Description of the task
Return each line of the rows below that contains the word "Give", copying those lines in full. Matching is case-sensitive.
_ _ _ _ _ _ _
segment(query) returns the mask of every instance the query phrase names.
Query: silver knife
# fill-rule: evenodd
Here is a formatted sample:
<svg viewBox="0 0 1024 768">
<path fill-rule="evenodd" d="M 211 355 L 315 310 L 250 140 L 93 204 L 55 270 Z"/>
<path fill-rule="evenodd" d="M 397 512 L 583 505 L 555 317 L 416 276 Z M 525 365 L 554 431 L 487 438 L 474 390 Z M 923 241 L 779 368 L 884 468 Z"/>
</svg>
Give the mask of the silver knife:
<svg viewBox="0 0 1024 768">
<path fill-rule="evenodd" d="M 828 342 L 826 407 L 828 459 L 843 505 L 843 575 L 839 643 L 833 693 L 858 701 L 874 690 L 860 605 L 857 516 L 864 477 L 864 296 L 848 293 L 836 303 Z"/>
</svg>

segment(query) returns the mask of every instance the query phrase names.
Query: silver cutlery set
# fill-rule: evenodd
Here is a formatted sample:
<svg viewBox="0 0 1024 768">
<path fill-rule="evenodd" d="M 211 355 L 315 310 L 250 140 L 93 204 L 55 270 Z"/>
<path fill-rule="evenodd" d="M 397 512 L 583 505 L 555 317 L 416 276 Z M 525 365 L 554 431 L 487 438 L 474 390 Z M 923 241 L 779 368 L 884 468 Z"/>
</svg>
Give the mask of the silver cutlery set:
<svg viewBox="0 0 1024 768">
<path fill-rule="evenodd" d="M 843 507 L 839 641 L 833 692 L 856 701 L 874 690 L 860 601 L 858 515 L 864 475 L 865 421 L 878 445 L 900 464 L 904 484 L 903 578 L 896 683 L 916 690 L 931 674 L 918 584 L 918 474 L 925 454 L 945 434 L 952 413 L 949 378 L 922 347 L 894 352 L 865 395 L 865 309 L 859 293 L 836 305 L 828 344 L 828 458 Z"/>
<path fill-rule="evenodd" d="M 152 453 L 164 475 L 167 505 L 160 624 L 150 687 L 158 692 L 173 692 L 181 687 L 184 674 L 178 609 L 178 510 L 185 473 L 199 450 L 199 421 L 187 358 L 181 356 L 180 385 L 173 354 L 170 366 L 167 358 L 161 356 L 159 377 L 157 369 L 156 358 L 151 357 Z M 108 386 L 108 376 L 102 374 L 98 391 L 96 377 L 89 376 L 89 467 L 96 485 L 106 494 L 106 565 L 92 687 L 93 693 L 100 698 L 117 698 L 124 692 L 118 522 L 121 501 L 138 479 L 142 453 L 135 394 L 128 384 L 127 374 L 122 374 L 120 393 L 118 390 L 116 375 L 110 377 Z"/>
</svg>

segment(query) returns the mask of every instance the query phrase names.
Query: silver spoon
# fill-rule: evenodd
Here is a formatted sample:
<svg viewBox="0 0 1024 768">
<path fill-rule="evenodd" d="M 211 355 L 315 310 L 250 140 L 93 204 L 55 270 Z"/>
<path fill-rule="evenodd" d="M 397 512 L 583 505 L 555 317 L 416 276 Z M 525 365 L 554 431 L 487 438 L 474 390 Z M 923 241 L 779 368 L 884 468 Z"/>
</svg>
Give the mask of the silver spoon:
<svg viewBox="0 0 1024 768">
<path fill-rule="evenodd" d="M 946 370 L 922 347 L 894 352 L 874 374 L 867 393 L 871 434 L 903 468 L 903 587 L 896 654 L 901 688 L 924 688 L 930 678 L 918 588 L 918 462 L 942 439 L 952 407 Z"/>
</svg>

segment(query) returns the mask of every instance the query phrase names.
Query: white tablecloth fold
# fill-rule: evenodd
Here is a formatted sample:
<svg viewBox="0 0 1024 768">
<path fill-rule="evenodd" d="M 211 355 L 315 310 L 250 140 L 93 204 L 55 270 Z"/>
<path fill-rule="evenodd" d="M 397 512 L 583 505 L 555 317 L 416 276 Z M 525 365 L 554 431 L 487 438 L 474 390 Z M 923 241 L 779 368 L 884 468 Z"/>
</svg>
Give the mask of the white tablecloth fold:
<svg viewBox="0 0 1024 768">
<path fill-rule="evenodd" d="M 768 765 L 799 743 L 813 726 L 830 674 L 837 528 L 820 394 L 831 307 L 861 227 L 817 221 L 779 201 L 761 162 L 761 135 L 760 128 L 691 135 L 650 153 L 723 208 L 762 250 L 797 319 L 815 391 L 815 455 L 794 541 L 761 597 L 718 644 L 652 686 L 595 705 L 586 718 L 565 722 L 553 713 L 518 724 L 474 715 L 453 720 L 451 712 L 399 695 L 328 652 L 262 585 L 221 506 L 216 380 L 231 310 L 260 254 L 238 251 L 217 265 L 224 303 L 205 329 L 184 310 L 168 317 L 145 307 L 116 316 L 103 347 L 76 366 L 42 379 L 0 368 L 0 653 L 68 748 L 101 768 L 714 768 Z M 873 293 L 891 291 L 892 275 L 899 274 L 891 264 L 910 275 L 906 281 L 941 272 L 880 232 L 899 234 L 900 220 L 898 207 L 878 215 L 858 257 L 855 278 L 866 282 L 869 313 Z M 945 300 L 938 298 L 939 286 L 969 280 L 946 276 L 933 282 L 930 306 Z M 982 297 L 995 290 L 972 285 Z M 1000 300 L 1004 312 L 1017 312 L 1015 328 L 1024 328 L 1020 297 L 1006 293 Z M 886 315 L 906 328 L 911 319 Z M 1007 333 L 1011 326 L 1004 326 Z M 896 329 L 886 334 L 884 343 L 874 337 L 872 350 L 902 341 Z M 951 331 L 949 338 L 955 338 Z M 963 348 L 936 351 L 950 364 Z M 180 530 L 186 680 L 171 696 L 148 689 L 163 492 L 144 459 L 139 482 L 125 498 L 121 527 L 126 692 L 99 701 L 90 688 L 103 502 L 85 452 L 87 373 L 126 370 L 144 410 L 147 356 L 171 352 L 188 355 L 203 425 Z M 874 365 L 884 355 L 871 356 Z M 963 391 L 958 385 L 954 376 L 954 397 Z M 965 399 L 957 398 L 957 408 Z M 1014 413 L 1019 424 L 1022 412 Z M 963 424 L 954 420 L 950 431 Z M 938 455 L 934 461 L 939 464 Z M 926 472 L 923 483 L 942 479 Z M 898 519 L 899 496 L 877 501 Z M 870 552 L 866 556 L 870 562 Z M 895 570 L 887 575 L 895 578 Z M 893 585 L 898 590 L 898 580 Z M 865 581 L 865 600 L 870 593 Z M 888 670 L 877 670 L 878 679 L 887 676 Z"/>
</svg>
_ _ _ _ _ _ _
Completed task
Give the mask of the silver knife:
Give the mask of the silver cutlery set:
Give the mask of the silver spoon:
Give the mask of the white tablecloth fold:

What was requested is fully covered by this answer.